Document:
** begin **

# Critical threat range



## Borthos (Dec 6, 2010)

Using only WotC printed books, how low can you get the crit range for a weapon with an 18-20 crit range, such as the scimitar or Elven Thinblade?


----------



## Dandu (Dec 6, 2010)

Anything with base crit of 18-20. (3 steps).
Improved Critical: 15-20. (6 steps).
4th level in Disciple of Dispater: 9-20 (6x2= 12 steps).
8th level in Disciple of Dispater: 3-20 (6x3= 18 steps).


----------



## Borthos (Dec 6, 2010)

Aww man I would love to do that but this is a good campaign.  Anything else?


----------



## Gorith (Dec 6, 2010)

Lightning Mace Feat (Complete warrior i believe), Aptitude ability on a high crit weapon, Imp crit feat, warblade 7 (battle cunning ,battle ardor, Blood in the water), swashbuckler3 (insightful strike), and factotum (cunning insight). Stack your int and demolish throw in 2w fighting feats to make it even worse and get an aptitude tigerclaw kukri to shore up your attack bonus

just trying to remeber how to improve the crit range even further... word of warning your gm may hate you for doing this depending on how highpowered his game is. also dont do this if the other PCs arnt munchinized major power rifts irritate other players as they can feel redundant


----------



## Borthos (Dec 6, 2010)

Thanks Gorith, but I don't believe an Aptitude weapon would help me in the critical threat range, but damage, and imho it's not worth paying for the bonus.

Lightning Mace feat only works for the maces and only gives extra attacks, which would be useful if I was using maces, however I'm not.

The Warblade bit would be great for confirming the hits, I'll take that in mind.

** end **

Records:

** begin **

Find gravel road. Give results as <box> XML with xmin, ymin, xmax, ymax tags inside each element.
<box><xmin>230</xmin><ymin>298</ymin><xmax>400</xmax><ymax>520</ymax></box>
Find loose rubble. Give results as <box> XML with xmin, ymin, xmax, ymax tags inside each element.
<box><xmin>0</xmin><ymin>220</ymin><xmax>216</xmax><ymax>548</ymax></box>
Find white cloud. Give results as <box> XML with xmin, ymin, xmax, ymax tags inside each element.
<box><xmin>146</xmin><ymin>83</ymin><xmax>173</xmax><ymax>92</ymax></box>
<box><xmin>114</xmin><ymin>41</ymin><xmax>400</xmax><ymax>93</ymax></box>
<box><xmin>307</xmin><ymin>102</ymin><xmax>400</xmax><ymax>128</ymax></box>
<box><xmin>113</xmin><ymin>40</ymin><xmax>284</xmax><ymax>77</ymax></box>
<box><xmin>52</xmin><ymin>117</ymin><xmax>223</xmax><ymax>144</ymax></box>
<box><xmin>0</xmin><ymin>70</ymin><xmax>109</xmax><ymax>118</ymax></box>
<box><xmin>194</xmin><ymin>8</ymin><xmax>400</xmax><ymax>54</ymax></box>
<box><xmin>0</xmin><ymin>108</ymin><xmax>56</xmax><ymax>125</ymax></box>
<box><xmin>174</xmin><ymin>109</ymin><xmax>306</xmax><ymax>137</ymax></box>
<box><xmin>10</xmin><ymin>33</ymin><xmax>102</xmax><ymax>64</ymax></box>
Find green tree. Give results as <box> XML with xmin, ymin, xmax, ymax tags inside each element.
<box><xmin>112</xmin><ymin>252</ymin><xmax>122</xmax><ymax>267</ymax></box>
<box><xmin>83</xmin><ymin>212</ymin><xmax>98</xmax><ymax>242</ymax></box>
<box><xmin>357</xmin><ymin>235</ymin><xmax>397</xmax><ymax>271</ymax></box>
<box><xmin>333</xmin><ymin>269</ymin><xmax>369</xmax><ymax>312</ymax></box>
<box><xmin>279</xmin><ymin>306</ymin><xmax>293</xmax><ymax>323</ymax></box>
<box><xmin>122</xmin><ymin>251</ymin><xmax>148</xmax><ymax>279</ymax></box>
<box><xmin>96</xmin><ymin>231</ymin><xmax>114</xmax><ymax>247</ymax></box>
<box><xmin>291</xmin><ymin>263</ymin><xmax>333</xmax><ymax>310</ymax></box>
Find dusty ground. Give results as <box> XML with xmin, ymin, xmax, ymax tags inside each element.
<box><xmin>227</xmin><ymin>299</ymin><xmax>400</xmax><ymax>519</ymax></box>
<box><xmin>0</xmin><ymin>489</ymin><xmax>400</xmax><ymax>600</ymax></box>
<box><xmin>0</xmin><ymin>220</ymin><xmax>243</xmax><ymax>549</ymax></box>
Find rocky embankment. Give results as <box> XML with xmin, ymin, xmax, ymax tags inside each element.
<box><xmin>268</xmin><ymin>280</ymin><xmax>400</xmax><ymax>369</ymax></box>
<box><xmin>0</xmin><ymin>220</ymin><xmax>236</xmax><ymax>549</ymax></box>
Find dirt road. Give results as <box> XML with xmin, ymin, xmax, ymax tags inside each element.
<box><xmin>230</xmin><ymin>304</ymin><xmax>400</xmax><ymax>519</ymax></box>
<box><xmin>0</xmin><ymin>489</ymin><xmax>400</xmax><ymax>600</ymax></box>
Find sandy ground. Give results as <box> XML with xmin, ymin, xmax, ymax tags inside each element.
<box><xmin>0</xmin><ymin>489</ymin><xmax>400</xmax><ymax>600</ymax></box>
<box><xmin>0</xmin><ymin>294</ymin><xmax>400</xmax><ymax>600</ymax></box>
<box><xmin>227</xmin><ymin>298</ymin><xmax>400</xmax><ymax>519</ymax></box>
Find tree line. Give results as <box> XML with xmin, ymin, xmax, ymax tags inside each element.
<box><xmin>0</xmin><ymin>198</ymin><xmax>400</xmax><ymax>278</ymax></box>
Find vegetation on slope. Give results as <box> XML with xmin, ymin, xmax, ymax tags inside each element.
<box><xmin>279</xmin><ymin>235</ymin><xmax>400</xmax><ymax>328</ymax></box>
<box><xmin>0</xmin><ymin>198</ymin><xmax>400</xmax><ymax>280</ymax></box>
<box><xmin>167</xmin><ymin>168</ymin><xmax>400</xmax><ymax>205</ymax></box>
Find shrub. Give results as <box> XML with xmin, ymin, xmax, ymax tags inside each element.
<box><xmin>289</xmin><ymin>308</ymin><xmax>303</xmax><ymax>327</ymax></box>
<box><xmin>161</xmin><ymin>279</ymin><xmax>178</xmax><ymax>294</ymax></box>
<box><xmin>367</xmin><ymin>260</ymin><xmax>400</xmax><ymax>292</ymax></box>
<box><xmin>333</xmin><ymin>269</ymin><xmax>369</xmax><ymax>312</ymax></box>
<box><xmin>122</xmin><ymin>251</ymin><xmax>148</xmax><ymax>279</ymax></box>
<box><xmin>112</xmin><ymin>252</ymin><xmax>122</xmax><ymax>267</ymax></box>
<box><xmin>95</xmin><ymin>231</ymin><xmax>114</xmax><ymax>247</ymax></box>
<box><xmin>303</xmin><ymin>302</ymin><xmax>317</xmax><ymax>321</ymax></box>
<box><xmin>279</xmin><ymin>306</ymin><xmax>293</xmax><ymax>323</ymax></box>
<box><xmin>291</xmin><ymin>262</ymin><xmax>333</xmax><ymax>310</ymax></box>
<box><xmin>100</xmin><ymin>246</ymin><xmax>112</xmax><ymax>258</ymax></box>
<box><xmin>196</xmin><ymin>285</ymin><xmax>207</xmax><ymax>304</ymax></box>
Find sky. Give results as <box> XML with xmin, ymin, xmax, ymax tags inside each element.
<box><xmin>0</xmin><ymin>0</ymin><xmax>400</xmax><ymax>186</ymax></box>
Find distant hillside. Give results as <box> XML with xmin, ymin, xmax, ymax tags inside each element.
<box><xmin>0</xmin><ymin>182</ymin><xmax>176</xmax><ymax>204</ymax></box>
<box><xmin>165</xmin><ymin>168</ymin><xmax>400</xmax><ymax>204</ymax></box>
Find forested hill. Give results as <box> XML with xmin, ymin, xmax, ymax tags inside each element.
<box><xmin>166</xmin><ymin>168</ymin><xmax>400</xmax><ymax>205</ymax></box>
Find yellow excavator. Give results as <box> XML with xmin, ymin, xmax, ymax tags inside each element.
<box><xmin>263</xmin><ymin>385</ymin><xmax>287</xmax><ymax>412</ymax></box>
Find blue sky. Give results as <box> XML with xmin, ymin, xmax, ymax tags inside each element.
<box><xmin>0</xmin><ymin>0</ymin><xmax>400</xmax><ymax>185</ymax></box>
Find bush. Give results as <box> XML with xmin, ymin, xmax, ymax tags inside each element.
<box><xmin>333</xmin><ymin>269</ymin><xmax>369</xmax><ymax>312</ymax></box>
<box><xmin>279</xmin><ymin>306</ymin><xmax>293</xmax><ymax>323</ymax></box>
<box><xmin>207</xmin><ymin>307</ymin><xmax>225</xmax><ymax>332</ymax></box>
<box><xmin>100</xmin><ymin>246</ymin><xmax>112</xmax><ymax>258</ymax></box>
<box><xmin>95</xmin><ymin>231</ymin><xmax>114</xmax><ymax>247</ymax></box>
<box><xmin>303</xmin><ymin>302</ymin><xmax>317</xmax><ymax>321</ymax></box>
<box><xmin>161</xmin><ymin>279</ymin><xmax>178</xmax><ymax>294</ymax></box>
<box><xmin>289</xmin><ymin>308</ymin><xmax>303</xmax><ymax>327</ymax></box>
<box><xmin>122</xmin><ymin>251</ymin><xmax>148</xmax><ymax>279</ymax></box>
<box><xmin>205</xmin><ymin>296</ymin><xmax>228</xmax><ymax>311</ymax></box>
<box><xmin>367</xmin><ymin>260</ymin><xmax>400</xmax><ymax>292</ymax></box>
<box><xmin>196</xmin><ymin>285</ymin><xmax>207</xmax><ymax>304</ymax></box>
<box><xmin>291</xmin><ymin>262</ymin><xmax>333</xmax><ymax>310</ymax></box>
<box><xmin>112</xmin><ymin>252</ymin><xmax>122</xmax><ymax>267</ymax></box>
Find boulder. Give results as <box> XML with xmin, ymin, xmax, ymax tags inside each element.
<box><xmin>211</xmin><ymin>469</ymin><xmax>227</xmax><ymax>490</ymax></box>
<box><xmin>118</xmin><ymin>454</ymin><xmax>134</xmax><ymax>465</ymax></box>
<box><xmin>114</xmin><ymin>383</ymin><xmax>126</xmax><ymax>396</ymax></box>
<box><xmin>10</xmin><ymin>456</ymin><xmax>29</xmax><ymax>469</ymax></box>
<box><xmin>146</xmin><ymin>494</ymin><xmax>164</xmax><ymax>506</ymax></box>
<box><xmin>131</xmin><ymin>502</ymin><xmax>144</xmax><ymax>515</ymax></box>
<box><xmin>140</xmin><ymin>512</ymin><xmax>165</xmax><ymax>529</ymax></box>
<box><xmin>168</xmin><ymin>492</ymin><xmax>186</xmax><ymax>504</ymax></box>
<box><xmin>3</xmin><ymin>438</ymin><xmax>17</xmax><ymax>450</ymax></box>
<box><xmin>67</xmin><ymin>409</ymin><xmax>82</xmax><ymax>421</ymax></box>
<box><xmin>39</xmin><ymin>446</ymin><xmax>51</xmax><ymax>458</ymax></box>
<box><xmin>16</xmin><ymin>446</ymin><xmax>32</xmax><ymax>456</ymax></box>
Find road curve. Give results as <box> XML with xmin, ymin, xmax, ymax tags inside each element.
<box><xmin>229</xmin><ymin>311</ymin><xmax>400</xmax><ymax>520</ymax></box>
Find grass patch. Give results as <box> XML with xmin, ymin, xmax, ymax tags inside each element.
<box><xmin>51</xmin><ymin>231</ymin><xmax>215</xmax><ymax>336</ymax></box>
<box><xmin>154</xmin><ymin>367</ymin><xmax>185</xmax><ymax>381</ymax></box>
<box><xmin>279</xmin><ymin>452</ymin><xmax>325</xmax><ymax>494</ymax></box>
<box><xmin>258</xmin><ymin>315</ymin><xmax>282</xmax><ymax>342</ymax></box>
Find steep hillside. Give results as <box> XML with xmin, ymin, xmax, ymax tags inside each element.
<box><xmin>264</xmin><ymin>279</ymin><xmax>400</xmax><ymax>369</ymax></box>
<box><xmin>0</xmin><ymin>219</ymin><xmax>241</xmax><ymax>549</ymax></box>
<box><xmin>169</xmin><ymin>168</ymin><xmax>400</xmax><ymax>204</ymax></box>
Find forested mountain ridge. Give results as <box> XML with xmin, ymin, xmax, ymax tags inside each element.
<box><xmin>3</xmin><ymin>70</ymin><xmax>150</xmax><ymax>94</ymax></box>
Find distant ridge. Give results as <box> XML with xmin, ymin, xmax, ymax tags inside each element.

** end **

Exercises:
**1)** In the critical threat range thread, write out the stretch from "Anything with base" through "(6x3= 18 steps)." again, substituting "increments" for "steps".
**2)** Proceed with the critical threat range thread from the point where it stops.

Answer set:
**1)**
Anything with base crit of 18-20. (3 increments).
Improved Critical: 15-20. (6 increments).
4th level in Disciple of Dispater: 9-20 (6x2= 12 increments).
8th level in Disciple of Dispater: 3-20 (6x3= 18 increments).

**2)**
The Swashbuckler and Factotum ideas are nice, but not really what I'm looking for.  I'm looking more for critical threat range increase, not damage increase or attack bonus, those are helpful.


----------



## Sekhmet (Dec 6, 2010)

Dandu said:


> Anything with base crit of 18-20. (3 steps).
> Improved Critical: 15-20. (6 steps).
> 4th level in Disciple of Dispater: 9-20 (6x2= 12 steps).
> 8th level in Disciple of Dispater: 3-20 (6x3= 18 steps).




I don't see the 3-20 move, Dandu. Usually I agree with your arguments, but I'm pretty sure this rounds out to only 9-20 with an Iron/Steel Scimitar.

 It starts at 18-20 (3steps).
 You double that for Imp. Crit, 15-20.
 You again double the base threat range of the weapon (18-20) to drop it another three points to 12-20. 
 Another 3 brings it to 9-20.

 Isn't it just a base threat modifier and not a total threat modifier?


----------



## Jhaelen (Dec 6, 2010)

Borthos said:


> Using only WotC printed books, how low can you get the crit range for a weapon with an 18-20 crit range, such as the scimitar or Elven Thinblade?



3.0 or 3.5? If the latter, 15-20 is the bestyou will get. However, you can get rid of the confirmation roll.


----------



## Borthos (Dec 6, 2010)

It is 3.5.  Why is that the lowest it will get in 3.5?


----------



## Dandu (Dec 6, 2010)

Sekhmet said:


> I don't see the 3-20 move, Dandu. Usually I agree with your arguments, but I'm pretty sure this rounds out to only 9-20 with an Iron/Steel Scimitar.
> 
> It starts at 18-20 (3steps).
> You double that for Imp. Crit, 15-20.
> ...



Hm, yes, it does seem that my math was off. I forgot that multipliers in DnD work differently than they do in real life.

You can get it doen to 8-20 with the Streetfighter Barbarian.

Streetfighter Barbarian ACF
Class: Barbarian.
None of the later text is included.